* [Instructions to follow] Below is a block of entries, which should be copied verbatim apart from the pictures.

(The data)

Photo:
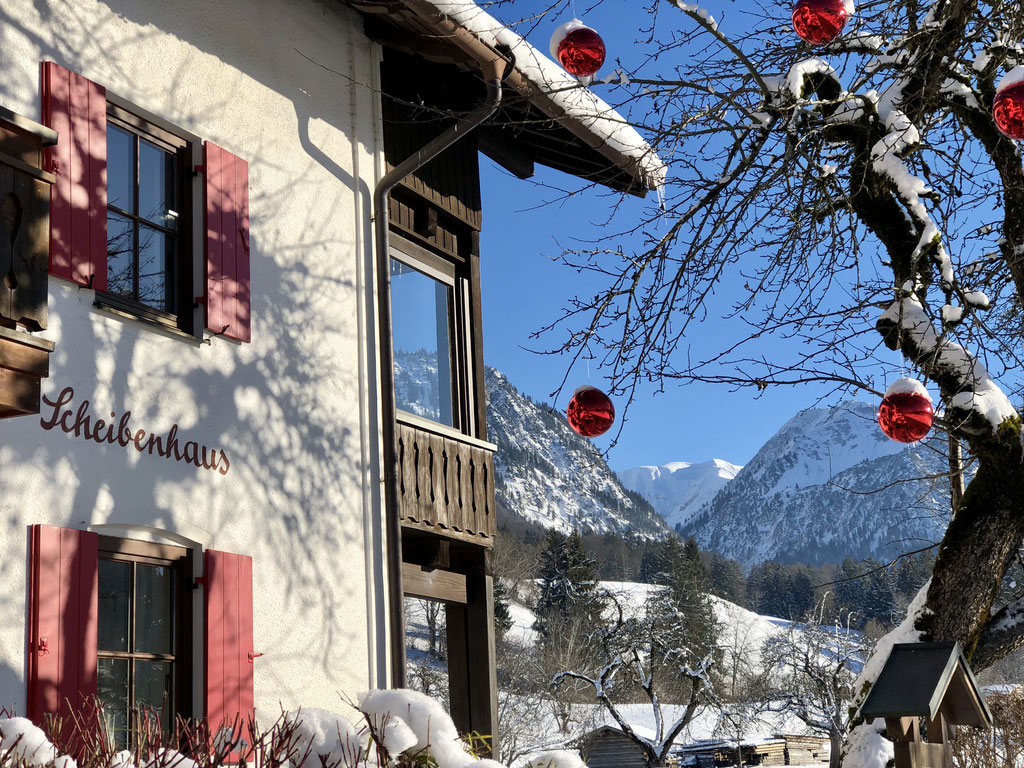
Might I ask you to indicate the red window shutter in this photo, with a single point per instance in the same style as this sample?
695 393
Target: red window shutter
62 611
228 642
226 243
76 109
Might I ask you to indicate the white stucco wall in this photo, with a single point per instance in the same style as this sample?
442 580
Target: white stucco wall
295 410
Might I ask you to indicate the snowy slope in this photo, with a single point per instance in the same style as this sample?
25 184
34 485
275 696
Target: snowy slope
828 485
549 475
677 491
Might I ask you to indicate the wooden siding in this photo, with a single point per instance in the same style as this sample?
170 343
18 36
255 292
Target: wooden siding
445 483
452 182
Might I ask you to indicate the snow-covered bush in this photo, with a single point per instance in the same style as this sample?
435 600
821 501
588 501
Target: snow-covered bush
385 729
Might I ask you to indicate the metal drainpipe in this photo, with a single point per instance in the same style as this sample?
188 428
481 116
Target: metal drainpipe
493 72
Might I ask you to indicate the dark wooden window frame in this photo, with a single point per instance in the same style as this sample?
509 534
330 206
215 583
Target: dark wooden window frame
454 273
180 560
183 145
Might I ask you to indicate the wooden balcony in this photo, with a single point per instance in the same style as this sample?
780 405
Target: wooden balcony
445 481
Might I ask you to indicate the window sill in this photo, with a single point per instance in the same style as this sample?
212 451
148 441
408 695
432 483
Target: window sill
153 318
418 422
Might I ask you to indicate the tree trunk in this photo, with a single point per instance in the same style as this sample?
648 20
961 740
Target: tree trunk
985 532
836 743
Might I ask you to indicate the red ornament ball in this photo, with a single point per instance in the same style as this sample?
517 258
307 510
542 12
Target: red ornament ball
1009 110
819 22
581 50
905 416
590 412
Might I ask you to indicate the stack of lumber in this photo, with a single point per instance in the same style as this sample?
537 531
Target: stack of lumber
806 750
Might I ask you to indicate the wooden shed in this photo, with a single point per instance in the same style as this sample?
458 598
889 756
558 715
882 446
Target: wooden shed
609 748
930 682
805 750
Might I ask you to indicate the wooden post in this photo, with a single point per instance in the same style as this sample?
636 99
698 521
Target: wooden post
472 683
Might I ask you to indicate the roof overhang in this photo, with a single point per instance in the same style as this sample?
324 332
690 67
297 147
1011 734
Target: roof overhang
549 117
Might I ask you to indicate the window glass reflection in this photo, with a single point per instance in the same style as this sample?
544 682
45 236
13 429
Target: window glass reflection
421 311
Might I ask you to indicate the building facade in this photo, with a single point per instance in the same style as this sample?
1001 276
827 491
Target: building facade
221 496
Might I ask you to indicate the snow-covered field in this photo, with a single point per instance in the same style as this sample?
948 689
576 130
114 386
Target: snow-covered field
742 634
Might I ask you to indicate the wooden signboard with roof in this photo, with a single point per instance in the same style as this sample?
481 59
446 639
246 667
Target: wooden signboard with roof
930 685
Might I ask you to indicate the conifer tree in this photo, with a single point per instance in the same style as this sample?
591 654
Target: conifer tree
569 587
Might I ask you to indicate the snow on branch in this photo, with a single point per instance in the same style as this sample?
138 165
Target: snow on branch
972 390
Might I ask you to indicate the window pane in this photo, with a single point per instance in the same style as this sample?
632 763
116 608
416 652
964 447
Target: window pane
156 184
112 690
120 256
120 168
421 308
155 689
156 262
115 595
154 609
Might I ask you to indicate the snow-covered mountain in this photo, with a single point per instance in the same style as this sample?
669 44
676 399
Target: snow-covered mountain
549 475
828 485
677 491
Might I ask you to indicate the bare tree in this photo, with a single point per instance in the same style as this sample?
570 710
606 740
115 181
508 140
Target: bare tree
810 671
860 198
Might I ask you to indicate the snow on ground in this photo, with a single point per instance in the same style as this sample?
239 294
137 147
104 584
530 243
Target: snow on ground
742 633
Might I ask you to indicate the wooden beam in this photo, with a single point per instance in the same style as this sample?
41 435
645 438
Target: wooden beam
24 358
903 729
505 151
18 393
433 584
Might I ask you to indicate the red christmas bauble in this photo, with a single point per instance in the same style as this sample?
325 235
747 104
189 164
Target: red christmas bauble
581 52
1009 111
819 22
905 417
590 412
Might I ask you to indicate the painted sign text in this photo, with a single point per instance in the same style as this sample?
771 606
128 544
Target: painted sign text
120 431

(End The data)

* [Solution to this task]
Photo:
Might I ask you to indicate the red window shutter in this photo, with a single point per instance in the same style as this sample?
695 393
Target: red window shutter
62 611
228 642
226 243
76 109
Might I ask you to indicate the white stucco wall in this photo, with a single point per instance in the same style as this sample?
442 580
Target: white stucco wall
295 410
Might I ask you to indicate the snowy slope in this photo, with a single point per instance in the same style as this sample?
25 184
34 485
275 696
Target: snowy slope
828 485
549 475
677 491
Might I ask you to indicate the wooden siding in this photo, with a single point per instance in the same style as this sample?
170 343
18 36
255 292
Target: wooden siding
445 483
452 182
Might I ask you to indicate the snow-covered bush in this photo, with a single point per instance in the same style as this sample?
435 600
821 501
588 501
Target: snow-covered bush
385 729
Might I ask you to indicate the metal drainpipe in this photo, with a single point per instance in the same style as this sample?
188 428
481 116
Target: metal drainpipe
493 72
Might I ask you to indicate the dark wooden window frame in this photo, with a single point per instance in the same style as this sample?
509 534
330 206
215 583
Target: dark wooden window frame
454 273
180 560
183 145
Might I ask you to indicate the wooden balcony in this photo, with a single point per instance in the same style as this sample?
780 405
Target: wooden balcony
445 481
Might I ask you to indicate the window sill in this photo, with a single point per instance in the same style as this sample?
212 451
148 441
408 695
432 483
Target: window sill
153 318
418 422
Might I ask you to indicate the tree trunk in this photo, with a single point per instance in the same style as this sample?
648 20
961 740
Target: tree trunk
985 532
836 743
Might I ask you to indicate the red ornament ball in this photo, with a single point per instance in the same style as this sample?
517 258
307 510
542 12
Target: red ornament ball
1009 110
819 22
581 50
905 416
590 412
Might I ask you to indicate the stack of lumber in this photo, with a single point per instance in the same style as this sample?
537 531
Target: stack of lumber
806 750
Might I ask you to indicate the wooden shed in this photo, with a single point per instance in the same style as this sample?
458 598
889 756
558 715
882 446
Target: wooden shed
609 748
930 682
805 750
Might I ask you to indicate the wooden post in this photo, with a single point per instance in the same style as this sample?
636 99
698 521
Target: wooden post
472 683
Might I ask you to indicate the roof overhang in this photo, with a single point per instance in the same style as this sample?
324 332
690 67
297 147
1011 734
Target: roof overhang
549 117
Might I ask you to indicate the window glass reflection in this photo, with a single point per instance in the same style as this sample?
544 682
45 236
13 429
Target: window glass reflection
421 311
Might I ask you to indicate the building facade in this photo, with a single point per instance in the same style as this sample?
1001 276
827 491
Target: building facade
221 496
Might I ask you to indicate the snow-covered field in this photo, with a single point per instance in the same style as this sample?
948 689
576 130
114 386
Target: snow-covered field
742 634
Might I ask you to indicate the wooden signboard with roof in this photo, with a single point per instance in the same style as this sample?
481 59
446 639
246 667
Target: wooden signboard with roof
930 685
Might I ask you to indicate the conifer tree in this photo, with a single point per instance in the same style as this sample?
591 654
Target: conifer tree
569 587
Might I ask you to indicate the snow on branch in this photo, with a single point per instance in the same style as this sample?
138 165
Target: snow on branch
972 390
Might I ask you to indicate the window pane in this photo, with a single point per instance in the same style as this sample?
632 763
116 608
416 652
964 447
Target: window pane
156 184
112 690
120 256
120 168
421 308
155 689
156 262
115 595
154 609
Might I ask you to indicate the snow-covered mountain in this photo, with a single point per instance in the same style as this sample?
669 44
676 399
Target: snow-covered mountain
549 475
828 485
677 491
Might I ask you to indicate the bare tree in this photo, with a single point per instance in the same style as this sample?
570 710
606 740
115 181
508 140
Target: bare tree
810 671
860 198
Might I ask you to indicate the snow on ground in this photo, with a single point per instance in the same style as this sample?
239 294
137 147
104 584
530 243
Target: snow on ground
742 633
Might I ask you to indicate the wooden beam in this photo, with a single point per instance in the same style as this sample?
41 435
645 438
Target: wooden beam
24 358
903 729
505 151
18 393
433 584
Might I ask you to indicate the red christmas bauble in this photo, with a single point per instance in the same style as this sample?
325 235
747 104
189 164
Target: red christmas bauble
581 52
1009 111
819 22
905 417
590 412
Might I ask you to indicate the painted sign text in this photo, with a single point per instance in the same style as this sample?
771 606
128 544
Target: painted sign text
120 431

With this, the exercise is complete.